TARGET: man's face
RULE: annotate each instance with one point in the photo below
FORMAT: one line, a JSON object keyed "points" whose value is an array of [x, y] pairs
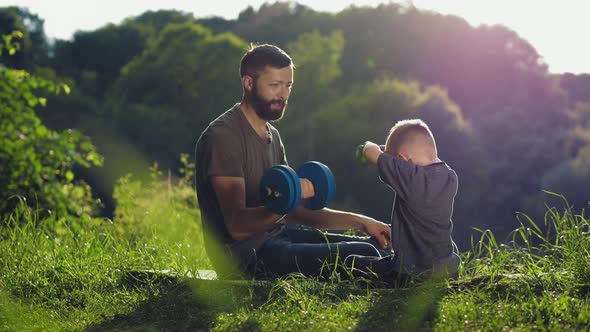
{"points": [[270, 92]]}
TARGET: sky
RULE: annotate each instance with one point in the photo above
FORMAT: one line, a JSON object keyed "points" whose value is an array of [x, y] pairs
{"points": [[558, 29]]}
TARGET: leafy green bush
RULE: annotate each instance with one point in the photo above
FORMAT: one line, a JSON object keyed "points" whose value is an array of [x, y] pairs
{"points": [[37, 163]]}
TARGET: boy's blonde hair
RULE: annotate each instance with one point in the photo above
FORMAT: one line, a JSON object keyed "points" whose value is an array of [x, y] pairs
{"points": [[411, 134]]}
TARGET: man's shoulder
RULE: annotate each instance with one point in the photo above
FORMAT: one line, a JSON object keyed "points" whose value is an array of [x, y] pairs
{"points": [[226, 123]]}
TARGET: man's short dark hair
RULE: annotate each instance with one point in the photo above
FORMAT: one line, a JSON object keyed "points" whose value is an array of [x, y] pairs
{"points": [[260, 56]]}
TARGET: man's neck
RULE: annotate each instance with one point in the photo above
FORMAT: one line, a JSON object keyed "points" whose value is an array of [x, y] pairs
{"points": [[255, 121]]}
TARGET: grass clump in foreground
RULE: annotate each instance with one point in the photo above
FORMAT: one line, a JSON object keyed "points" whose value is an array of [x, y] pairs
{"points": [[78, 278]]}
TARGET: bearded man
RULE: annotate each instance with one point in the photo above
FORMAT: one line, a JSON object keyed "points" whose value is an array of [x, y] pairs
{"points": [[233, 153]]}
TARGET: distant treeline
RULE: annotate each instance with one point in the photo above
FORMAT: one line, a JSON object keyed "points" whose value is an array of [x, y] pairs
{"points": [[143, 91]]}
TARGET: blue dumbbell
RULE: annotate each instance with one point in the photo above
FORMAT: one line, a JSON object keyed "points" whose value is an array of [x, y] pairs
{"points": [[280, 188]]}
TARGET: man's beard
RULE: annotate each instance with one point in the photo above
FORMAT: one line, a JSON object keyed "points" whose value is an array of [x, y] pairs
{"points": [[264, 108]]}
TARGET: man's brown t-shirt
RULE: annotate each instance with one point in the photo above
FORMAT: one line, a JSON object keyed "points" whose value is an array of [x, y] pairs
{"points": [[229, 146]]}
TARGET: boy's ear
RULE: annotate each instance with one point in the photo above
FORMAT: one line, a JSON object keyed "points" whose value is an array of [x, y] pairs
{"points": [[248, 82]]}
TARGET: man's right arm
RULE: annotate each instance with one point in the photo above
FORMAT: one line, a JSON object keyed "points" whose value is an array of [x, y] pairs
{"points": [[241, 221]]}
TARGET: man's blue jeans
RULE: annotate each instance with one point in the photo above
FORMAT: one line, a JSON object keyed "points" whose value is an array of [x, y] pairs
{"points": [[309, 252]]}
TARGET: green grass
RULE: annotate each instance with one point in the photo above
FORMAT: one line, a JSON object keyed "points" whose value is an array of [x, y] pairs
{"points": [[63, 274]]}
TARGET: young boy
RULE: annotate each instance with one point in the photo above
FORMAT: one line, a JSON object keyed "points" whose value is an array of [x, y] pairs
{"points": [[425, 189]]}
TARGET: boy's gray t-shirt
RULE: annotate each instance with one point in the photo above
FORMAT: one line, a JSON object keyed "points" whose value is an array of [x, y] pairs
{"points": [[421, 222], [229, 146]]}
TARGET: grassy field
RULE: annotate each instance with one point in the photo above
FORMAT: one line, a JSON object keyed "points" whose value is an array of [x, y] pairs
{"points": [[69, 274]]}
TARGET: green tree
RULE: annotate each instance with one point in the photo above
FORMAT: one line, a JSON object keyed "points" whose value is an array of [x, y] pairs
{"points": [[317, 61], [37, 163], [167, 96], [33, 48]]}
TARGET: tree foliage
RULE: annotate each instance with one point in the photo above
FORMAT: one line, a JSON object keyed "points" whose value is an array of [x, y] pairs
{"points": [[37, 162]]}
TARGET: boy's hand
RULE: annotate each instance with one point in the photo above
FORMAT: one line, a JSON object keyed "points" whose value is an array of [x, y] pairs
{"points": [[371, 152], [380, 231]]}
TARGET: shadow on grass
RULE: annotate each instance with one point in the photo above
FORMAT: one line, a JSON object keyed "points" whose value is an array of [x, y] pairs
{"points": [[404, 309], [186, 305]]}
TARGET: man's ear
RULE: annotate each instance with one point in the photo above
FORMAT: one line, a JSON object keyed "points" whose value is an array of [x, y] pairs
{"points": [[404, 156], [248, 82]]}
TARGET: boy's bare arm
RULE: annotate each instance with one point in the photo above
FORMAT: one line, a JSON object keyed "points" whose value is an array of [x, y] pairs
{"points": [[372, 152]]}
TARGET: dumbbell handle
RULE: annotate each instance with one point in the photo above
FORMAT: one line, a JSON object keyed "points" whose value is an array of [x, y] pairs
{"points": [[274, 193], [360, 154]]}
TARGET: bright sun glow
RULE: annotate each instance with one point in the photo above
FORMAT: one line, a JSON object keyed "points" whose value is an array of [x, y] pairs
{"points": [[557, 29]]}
^^^^
(WHAT NEEDS TO BE DONE) Look through the lines above and collect those with the word "hair".

(YOUR SOLUTION)
TARGET: boy's blonde hair
TARGET: man's short dark hair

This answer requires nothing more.